──────── PAGE EXTRACT ────────
Direct-to-garment, or DTG, is a printing method that sprays the ink onto the garment. The ink then soaks into the fibers of the garment. It’s like printing on paper, but on clothing. DTG is a more sustainable process than screen printing, primarily because printing on demand allows businesses to avoid overproduction and textile waste and with 92 million tons of textile going to waste in the fashion industry each year, DTG can make a HUGE impact. Secondly, DTG printing uses considerably less water and chemicals in the printing process. Even the inks themselves are water-based and far safer for the environment than commercial screenprinting inks.
Modern direct-to-garment, or DTG printing has allowed us to go from making pretty cool distressed designs through screen printing to making highly detailed, over the top vintage designs that are truly wearable works of art. All of our designs are printed on state of the art Kornit DTG printers that can take whatever we throw at them, no matter how ridiculously detailed, and make it a reality and THAT is why we chose DTG over screen printing.
Specific shirt details are included on every product page, but here’s a quick overview. Men’s/unisex shirts are printed on Bella+Canvas 3001 tees, women’s are run on Next Level 3900 tees, and kid’s are printed on Delta 11736 tees. After countless test runs, samples, and wear and tear tests, we counted these among the best fitting, softest feeling, and longest waering tees on the market, but more about that below.
We decided on the garments that we sell based on a combination of size and color availability, coupled with feedback on the fit and feel from customers. While we would love to use one brand exclusively just to make things easier on ourselves, each manufacturer has their strong suit, and we believe that we’ve found them after countless test runs, sample orders, and wear and tear testing.
────────
* PROMPT 1:
Using the DTG printing text above, list each tee model named for the shirts, along with the shirt category it is used for.
* PROMPT 2:
Translate this sentence from the DTG printing text above into Spanish: "Secondly, DTG printing uses considerably less water and chemicals in the printing process."
──────── DATA ────────
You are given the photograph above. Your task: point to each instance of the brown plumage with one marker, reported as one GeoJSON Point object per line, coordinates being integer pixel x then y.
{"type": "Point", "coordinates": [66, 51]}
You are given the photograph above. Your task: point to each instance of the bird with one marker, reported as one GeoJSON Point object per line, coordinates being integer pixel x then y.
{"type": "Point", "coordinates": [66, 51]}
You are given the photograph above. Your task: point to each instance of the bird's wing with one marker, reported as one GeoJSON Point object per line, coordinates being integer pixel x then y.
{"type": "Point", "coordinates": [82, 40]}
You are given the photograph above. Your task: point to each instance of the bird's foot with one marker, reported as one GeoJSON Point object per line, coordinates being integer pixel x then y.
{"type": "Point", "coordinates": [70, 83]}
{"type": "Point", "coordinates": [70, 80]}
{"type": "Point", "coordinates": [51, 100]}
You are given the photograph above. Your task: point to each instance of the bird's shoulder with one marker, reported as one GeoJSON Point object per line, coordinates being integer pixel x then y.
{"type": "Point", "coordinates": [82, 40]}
────────
──────── DATA ────────
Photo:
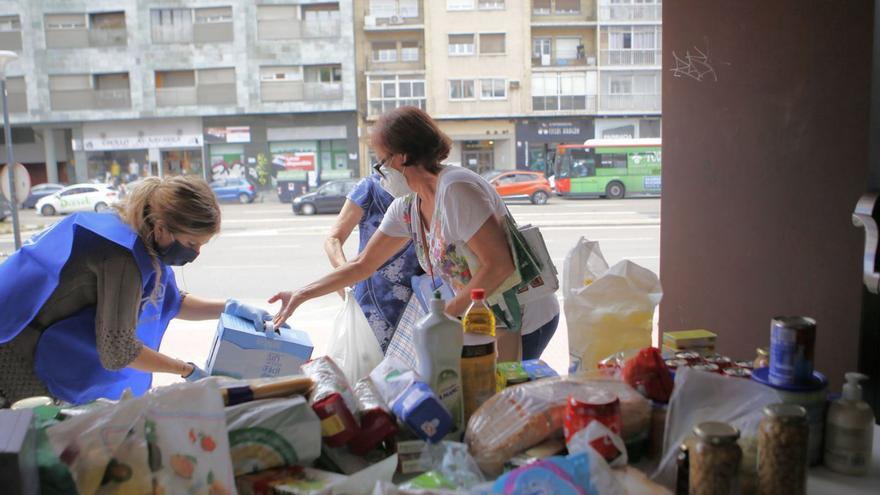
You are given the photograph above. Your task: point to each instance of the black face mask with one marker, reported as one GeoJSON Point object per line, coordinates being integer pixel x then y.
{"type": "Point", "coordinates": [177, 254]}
────────
──────── DATA ────────
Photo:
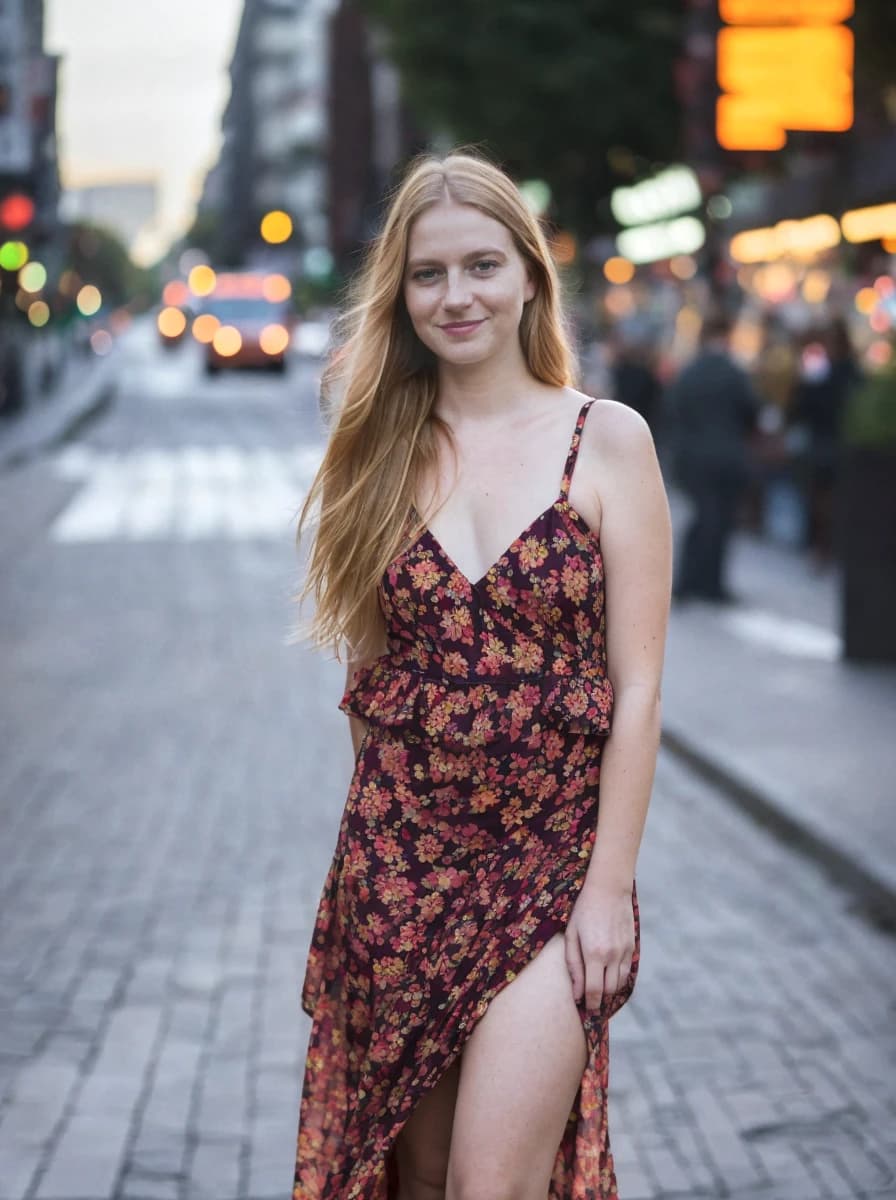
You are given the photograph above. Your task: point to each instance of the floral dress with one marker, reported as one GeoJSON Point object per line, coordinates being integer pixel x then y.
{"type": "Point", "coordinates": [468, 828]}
────────
* TASK RESULT 1:
- Bella+Canvas 3001: men's/unisex shirts
- Next Level 3900: women's shirts
- Delta 11736: kids' shirts

* TASK RESULT 2:
En segundo lugar, la impresión DTG utiliza considerablemente menos agua y productos químicos en el proceso de impresión.